▶ _The request_: Render every line of the items below as a JSON list of strings, one string per line, leaving out blank lines.

▶ _Provided entries_:
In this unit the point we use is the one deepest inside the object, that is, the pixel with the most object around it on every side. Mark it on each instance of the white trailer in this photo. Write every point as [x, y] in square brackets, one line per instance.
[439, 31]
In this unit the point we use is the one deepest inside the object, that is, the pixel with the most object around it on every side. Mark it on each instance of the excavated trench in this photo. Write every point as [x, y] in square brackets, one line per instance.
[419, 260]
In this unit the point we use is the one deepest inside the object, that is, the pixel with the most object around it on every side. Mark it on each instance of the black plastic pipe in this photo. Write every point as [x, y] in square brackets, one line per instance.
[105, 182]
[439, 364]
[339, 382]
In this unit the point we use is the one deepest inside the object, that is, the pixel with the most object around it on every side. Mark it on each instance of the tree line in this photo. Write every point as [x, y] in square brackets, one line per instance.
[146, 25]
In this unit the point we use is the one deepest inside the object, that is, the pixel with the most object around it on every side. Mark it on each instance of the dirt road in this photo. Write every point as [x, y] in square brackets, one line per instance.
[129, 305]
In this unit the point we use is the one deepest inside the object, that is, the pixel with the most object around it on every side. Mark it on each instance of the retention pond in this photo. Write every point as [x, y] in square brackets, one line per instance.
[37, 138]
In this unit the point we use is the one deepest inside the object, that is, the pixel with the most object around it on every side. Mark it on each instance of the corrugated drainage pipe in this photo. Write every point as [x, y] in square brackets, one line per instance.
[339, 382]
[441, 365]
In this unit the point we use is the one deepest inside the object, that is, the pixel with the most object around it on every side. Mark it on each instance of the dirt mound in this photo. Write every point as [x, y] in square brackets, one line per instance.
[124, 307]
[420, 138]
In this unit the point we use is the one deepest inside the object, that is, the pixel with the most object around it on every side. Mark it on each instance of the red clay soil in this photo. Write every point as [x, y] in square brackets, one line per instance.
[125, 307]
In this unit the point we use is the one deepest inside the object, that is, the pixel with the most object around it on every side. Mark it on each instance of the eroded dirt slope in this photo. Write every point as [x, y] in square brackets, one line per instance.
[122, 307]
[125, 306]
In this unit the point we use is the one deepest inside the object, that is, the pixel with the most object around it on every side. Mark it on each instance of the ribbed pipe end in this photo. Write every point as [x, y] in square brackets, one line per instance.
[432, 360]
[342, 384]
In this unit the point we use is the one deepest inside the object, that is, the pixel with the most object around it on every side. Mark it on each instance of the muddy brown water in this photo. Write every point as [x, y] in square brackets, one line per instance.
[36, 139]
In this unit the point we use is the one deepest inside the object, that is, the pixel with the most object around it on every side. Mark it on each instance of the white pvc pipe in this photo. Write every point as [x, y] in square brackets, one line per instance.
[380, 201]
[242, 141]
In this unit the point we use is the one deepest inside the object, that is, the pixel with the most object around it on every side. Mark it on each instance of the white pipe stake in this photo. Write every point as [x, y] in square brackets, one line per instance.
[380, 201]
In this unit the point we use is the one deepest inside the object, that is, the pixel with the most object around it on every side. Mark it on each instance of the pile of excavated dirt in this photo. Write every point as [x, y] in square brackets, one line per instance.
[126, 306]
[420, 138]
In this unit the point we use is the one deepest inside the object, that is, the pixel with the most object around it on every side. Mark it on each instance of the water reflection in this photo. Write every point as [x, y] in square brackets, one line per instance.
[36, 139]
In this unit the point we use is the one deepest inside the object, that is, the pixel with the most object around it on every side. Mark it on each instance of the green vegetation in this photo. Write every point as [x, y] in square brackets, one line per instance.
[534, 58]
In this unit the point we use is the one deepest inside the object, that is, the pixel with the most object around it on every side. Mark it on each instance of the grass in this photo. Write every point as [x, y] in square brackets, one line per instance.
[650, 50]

▶ _Worked answer_:
[
  "In this unit the point we use is the one deepest inside the object, that is, the pixel with the most object around it on every side. Mark it on each instance of the white trailer in this photo. Write every point as [x, y] in square brackets, one line per instance.",
  "[439, 31]",
  "In this unit the point we use is the one deepest inside the object, that is, the pixel with the most object around it on every side. Mark it on each instance of the excavated trench in this photo. Write every point as [x, y] in square brackets, one line per instance.",
  "[419, 260]",
  "In this unit the point we use is the one deepest inside the object, that is, the pixel with the most object around it on every side. Mark it on each instance of the black plastic pipe in this photo. Write every point as [x, y] in square brackets, one line per instance.",
  "[105, 182]",
  "[439, 364]",
  "[339, 382]",
  "In this unit the point we use is the one deepest inside the object, that is, the pixel with the most object around it on every side. Mark it on each instance of the tree line in this photo. Write every point as [x, y] in square brackets, one line per instance.",
  "[146, 25]",
  "In this unit the point we use is the one deepest inside the object, that is, the pixel with the most object around it on every side. Mark it on each instance of the dirt road in this photo. Write every point as [x, y] in square brackets, one line per instance.",
  "[129, 305]",
  "In this unit the point we use is the one deepest inside the object, that is, the pixel with the most object around it on every side. Mark it on each instance of the retention pond in this photo. Write every point as [x, y] in square brackets, one line per instance.",
  "[37, 138]",
  "In this unit the point we use is the one deepest inside the object, that is, the pixel with the most object around it on every side. Mark it on each instance of the corrugated drainage pipe in this photo. Write every point as [x, y] in square brackets, one line per instance.",
  "[339, 382]",
  "[441, 365]",
  "In this unit the point we use is the one deepest inside the object, that is, the pixel with the most object around it on every side. Mark it on each instance of the dirt mound in this photo. Write every point as [x, y] in square brackets, one line per instance.",
  "[124, 307]",
  "[420, 138]",
  "In this unit the point we use is the one deepest inside the object, that is, the pixel with the most object around it on every side. Mark it on each instance of the red clay soil in this photo. Write every point as [x, y] in square brackets, one line per instance.",
  "[125, 307]",
  "In this unit the point we use is the one deepest inside the object, that is, the pixel with the most object around it on every side. Mark it on each instance of the eroded dirt slope in this photo. Write every point as [x, y] in square brackets, one line per instance.",
  "[122, 307]",
  "[125, 306]",
  "In this unit the point we use is the one deepest inside the object, that is, the pixel with the most object around it on every side. Mark it on each instance of the ribbed pipe end in this photo. Write every point as [x, y] in square brackets, one line per instance.",
  "[432, 360]",
  "[342, 384]",
  "In this unit the point we use is the one deepest inside the object, that is, the pixel with the most object around it on every side. Mark it on each instance of the muddy brown water in this photo. Write every point as [x, y] in square brackets, one line per instance.",
  "[36, 139]",
  "In this unit the point we use is the one deepest inside the object, that is, the pixel with the most object around it on every side. Mark it on each instance of the white pvc pipe in this photo. Write every point as [x, y] in square brackets, one line per instance.",
  "[380, 201]",
  "[242, 141]",
  "In this unit the point we use is the one deepest inside the object, that is, the pixel with the most object around it on every side. Mark it on each instance of the white pipe stake in this photo. Write every point as [x, y] in square brackets, one line per instance.",
  "[380, 201]",
  "In this unit the point we use is the one deepest inside the object, that is, the pixel with the most object around it on every side. Mark it on each instance of the pile of excavated dirt in this photo. Write every point as [x, y] in square brackets, one line per instance.",
  "[126, 306]",
  "[420, 138]",
  "In this unit the point we use is the one deepest inside the object, that is, the pixel with the most object around it on every side. Mark it on each instance of the water reflection in this photo. Write every point as [x, y] in square brackets, one line per instance.",
  "[36, 139]",
  "In this unit the point we use is the one deepest inside the object, that is, the pixel with the most object around it on every side. Mark it on each instance of the green vegetation in this photo. Write every point as [x, y] in square brackets, one line per instance.",
  "[534, 58]",
  "In this unit the point we use is the one deepest inside the object, that is, the pixel with the most object around it on every side. Mark it on each instance of the grass in this photo. Write every point as [x, y] in square brackets, one line per instance.",
  "[650, 50]"
]